* [Aufgaben]
(A) Beantworte anhand des Textes über Windenergie in Mexiko:
(i) Wie hat sich die weltweit installierte Leistung in den letzten sechs Jahren verändert?
(ii) Wie viel Prozent des Windstroms stammen aus der EU, den USA, China und Indien?
(iii) In welchem Badeort findet die Weltklimakonferenz statt?
(B) Gib aus dem Text über Windenergie in Mexiko den Abschnitt von „Gipfelgastgeber Mexiko setzt“ bis „und Pazifik nicht.“ wortgetreu wieder.
(C) Führe den Bericht über die Windenergie in Mexiko nach seinem letzten Satz weiter.

Gipfelgastgeber Mexiko setzt auf den Ausbau der Windenergie – zum Wohle von Unternehmen aus Europa

Von Markus Plate, Mexiko-Stadt *

Die Stromerzeugung aus Windenergie boomt. In den letzten sechs Jahren hat sich die weltweit installierte Leistung fast verdreifacht. Auch wenn immer noch 90 Prozent des aus Windenergie produzierten Stroms aus der EU, den USA, China und Indien stammen: Andere Weltregionen holen auf, auch Lateinamerika. Vor allem in Mexiko, dem Gastgeberland der Weltklimakonferenz im karibischen Badeort Cancún, schießt seit drei Jahren ein Windpark nach dem anderen aus dem Boden. Doch so sauber wie das Image der Windenergie ist, läuft das Geschäft auf der Landenge zwischen Golf und Pazifik nicht.

* [Inhalt des Datensatzes]
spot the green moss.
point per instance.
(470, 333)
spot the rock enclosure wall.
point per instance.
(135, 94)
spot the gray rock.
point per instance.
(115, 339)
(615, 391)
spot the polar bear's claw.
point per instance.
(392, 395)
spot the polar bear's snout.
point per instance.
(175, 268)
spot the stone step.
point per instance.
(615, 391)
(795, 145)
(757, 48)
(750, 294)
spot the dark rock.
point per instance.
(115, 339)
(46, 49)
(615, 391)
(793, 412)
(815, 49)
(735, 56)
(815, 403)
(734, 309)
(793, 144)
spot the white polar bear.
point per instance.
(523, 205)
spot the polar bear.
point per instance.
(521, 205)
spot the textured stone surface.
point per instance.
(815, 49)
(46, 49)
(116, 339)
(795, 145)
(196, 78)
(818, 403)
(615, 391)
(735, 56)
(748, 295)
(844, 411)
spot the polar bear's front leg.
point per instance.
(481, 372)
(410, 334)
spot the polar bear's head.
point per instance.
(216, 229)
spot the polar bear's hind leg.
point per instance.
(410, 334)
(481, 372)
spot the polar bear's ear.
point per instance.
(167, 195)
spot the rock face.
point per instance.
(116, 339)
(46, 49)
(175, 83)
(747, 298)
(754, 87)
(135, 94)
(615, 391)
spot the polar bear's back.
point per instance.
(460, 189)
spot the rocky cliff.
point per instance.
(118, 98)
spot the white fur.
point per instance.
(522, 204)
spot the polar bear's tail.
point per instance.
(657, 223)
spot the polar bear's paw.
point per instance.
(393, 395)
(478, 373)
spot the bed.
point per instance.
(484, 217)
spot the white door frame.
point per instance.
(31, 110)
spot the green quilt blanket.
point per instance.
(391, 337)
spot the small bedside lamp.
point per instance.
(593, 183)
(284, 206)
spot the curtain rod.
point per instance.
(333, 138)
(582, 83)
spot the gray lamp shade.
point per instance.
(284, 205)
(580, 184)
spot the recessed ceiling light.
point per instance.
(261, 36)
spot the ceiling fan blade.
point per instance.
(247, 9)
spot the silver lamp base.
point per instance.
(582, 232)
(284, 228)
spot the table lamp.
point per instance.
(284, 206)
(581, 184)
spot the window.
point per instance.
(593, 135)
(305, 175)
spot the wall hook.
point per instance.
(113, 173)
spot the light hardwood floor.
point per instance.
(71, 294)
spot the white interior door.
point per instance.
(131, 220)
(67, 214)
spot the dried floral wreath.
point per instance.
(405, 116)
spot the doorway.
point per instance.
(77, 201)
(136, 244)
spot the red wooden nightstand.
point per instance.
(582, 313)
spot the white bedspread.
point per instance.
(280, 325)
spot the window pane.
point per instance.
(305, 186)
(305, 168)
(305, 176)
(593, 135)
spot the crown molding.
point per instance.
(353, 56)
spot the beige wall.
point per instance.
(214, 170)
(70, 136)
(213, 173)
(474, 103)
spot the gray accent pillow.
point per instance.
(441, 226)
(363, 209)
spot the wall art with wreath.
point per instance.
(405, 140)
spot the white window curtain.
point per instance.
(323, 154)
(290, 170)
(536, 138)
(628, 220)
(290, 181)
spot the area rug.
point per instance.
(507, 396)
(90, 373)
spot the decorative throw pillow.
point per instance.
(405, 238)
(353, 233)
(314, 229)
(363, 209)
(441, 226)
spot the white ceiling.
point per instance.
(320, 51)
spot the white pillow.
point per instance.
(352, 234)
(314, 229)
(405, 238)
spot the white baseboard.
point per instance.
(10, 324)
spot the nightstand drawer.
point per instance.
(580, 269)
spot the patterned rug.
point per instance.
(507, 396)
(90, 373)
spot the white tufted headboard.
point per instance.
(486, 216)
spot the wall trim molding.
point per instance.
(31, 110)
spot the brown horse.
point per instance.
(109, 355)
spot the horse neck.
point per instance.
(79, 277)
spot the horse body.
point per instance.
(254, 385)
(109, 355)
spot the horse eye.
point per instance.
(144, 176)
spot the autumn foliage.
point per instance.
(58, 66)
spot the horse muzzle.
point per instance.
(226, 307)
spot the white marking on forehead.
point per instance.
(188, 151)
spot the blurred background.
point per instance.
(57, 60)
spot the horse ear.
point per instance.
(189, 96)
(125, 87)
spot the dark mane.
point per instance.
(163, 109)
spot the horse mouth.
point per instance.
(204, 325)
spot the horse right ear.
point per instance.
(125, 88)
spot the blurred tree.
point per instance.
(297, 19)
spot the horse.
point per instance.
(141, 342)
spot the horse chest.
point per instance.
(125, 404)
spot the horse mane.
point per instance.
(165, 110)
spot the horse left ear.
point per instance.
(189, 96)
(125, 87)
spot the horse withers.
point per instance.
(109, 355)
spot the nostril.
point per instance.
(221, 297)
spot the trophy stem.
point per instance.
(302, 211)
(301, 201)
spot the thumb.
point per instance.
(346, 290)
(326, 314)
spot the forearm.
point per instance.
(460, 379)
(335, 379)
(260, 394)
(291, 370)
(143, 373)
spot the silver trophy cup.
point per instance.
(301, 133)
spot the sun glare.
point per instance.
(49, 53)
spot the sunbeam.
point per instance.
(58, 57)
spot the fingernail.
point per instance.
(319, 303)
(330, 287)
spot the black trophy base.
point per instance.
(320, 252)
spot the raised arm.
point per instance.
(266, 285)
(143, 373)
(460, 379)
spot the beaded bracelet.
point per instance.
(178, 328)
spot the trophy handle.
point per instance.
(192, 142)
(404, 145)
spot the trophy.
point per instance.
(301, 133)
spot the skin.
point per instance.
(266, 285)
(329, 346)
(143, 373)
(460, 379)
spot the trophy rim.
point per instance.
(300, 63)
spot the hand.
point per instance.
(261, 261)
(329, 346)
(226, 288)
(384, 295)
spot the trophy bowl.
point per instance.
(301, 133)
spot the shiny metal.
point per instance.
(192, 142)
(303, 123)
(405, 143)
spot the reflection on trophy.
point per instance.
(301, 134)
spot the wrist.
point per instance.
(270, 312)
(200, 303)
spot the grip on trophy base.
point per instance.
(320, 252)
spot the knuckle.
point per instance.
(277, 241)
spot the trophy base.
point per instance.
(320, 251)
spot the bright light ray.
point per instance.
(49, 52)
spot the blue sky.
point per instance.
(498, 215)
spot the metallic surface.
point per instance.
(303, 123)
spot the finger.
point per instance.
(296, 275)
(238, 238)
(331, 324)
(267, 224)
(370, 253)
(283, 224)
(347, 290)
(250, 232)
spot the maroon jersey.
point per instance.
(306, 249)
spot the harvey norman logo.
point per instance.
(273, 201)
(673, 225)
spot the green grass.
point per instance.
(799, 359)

* [Antworten je Aufgabe]
(A)
(i) Sie hat sich fast verdreifacht.
(ii) 90 Prozent
(iii) In Cancún

(B)
Gipfelgastgeber Mexiko setzt auf den Ausbau der Windenergie – zum Wohle von Unternehmen aus Europa

Von Markus Plate, Mexiko-Stadt *

Die Stromerzeugung aus Windenergie boomt. In den letzten sechs Jahren hat sich die weltweit installierte Leistung fast verdreifacht. Auch wenn immer noch 90 Prozent des aus Windenergie produzierten Stroms aus der EU, den USA, China und Indien stammen: Andere Weltregionen holen auf, auch Lateinamerika. Vor allem in Mexiko, dem Gastgeberland der Weltklimakonferenz im karibischen Badeort Cancún, schießt seit drei Jahren ein Windpark nach dem anderen aus dem Boden. Doch so sauber wie das Image der Windenergie ist, läuft das Geschäft auf der Landenge zwischen Golf und Pazifik nicht.

(C)
Wenn Felipe Calderón telegen einen Windpark eröffnet, ob bei Eiseskälte oder im gleißenden Sonnenlicht, aber immer mit gewaltig viel Wind auf dem Mikrofon, dann präsentiert sich Mexikos Präsident als Visionär und Macher zugleich. Sein Land werde sich in wenigen Jahren vom Erdölproduzenten zum grünen Hochtechnologieland entwickeln, »denn wir glauben, dass die Menschheit nur dann eine Zukunft hat, wenn sie auf nachhaltige Energie setzt«. Sagt der Präsident der 110-Millionen-Einwohner-Nation, deren Erdölvorräte nebenbei zur Neige gehen.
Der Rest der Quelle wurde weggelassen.